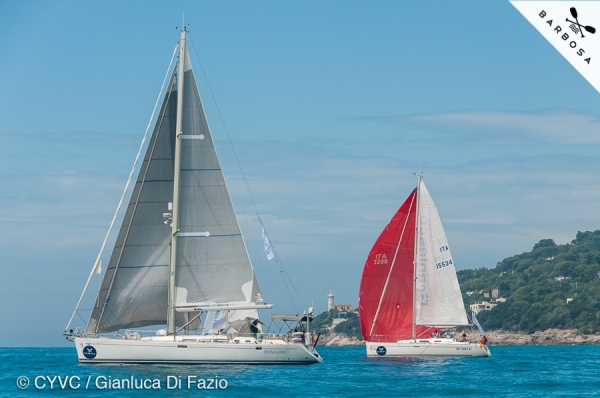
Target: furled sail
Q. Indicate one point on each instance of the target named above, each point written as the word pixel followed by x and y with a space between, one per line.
pixel 385 299
pixel 212 261
pixel 438 299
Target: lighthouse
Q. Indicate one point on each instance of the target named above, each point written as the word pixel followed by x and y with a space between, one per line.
pixel 330 301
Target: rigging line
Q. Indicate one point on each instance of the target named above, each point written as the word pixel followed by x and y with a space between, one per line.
pixel 252 236
pixel 98 259
pixel 282 272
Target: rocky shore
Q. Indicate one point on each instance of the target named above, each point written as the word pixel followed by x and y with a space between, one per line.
pixel 546 337
pixel 495 337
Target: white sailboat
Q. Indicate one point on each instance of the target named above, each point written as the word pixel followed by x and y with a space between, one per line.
pixel 161 275
pixel 409 289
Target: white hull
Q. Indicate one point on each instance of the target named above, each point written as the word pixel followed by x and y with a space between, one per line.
pixel 427 348
pixel 188 350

============================================================

(DEINE AUFGABE) Übertrage die Zeilen von der Zeile mit "Target: white sailboat" bis zum Ende der Einträge oben, beide Enden eingeschlossen, in eine JSON-Liste von Strings mit einem String pro Zeile. Leerzeilen lässt du weg.

(DEINE ANTWORT)
[
  "Target: white sailboat",
  "Q. Indicate one point on each instance of the target named above, each point written as the word pixel followed by x and y with a space between, one per line.",
  "pixel 161 275",
  "pixel 409 289",
  "Target: white hull",
  "Q. Indicate one point on each instance of the target named above, each point written as the word pixel followed by x and y with a space between, one per line.",
  "pixel 427 348",
  "pixel 188 350"
]